===== TEXT PASSAGE

9 Surprising Ways to Trick Yourself Into Losing Weight


Think shedding extra pounds has to mean hard work and deprivation? Think again! Losing weight can be simple, with these nine surprising study-backed tweaks that help you reach your ‘happy weight’—without the struggle!

Eat a big breakfast — including dessert.

You don’t have to dial back breakfast and pass on dessert to shed weight. In fact, you can have both! A Virginia Commonwealth University study found that when women ate a large, 600-calorie breakfast with protein and carbs (like eggs and toast) plus a small dessert (like a cookie), followed by a smaller lunch and dinner, they lost four times more weight — about 48 pounds in eight months — than those who followed a low-carb diet and didn’t have a morning sweet. Why? A hearty meal with some sugar reins in the appetite-stimulating hormone ghrelin.

Ditch the diet foods.

Forget about fat-free versions of your favorite snacks, and indulge in a small portion of what you really want. A study in Psychological Science proves diet foods are so much less satisfying that you overeat in an attempt to fulfill cravings.

Give yourself a mini-massage.

Try this spa trick to outsmart diet-sabotaging cravings: Firmly rub your fingertips along your hairline and the area behind your ears. Enjoying this soothing mini massage quashes cravings in two minutes flat and has the power to cut up to 120 calories from your daily diet, Chinese investigators report. Why? A short scalp massage activates sensitive nerve endings that prompt the release of appetite-taming, willpower-boosting hormones called endorphins.

Light a candle.

Filling your home with the sweet aroma of a vanilla-scented candle tricks your brain into thinking you’ve already satisfied your food cravings, British researchers report, helping you drop up to 41⁄2 pounds in four weeks. One to try: Yankee Candle French Vanilla, $22.49, Amazon.

Soak up some sun.

==========
===== DATA

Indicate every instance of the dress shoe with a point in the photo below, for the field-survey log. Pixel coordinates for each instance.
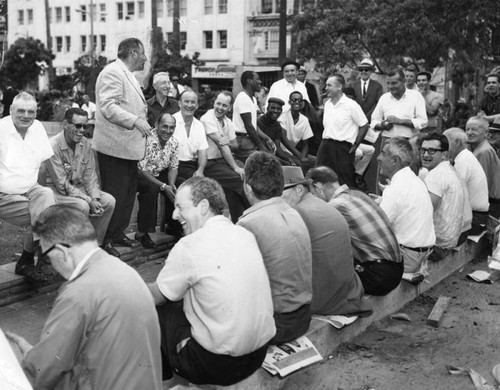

==========

*WORK TASK 1*.
In the weight-loss tips text, which appetite-stimulating hormone does a hearty breakfast with some sugar rein in?
*WORK TASK 2*.
Continue the text on tricks for losing weight, picking up right after its last line.

*EXERCISE OUTPUT 1*.
Ghrelin.

*EXERCISE OUTPUT 2*.
That midday break you took lounging in your yard has already put you on the path toward keeping your blood sugar steady and snack attacks at bay. Cornell scientists say getting 20 minutes of sun (without sunscreen) a day cuts your risk of blood-sugar swings and pre-diabetes in half. Why? UV exposure stimulates a branch of nerves that produces appetite-suppressing serotonin, while steadying insulin output to prevent blood-sugar dips that trigger hunger. Rainy day? Take a catnap instead! A study in PLOS ONE found that when you’re well-rested, your insulin sensitivity and blood-sugar control improve by 41 percent, warding off hunger pangs.

Listen to an audiobook.

Love getting lost in a good book? Trade paperbacks for audiobooks, and you’ll automatically be more active. Research in Management Science found that when you download an audiobook you’ve been excited to read and resolve to listen to it only when exercising, it motivates you to work out 56 percent more often. That’s because engaging books grip your attention and make you want to go for a walk or do a few arm curls.

Work out with a weighted hula hoop.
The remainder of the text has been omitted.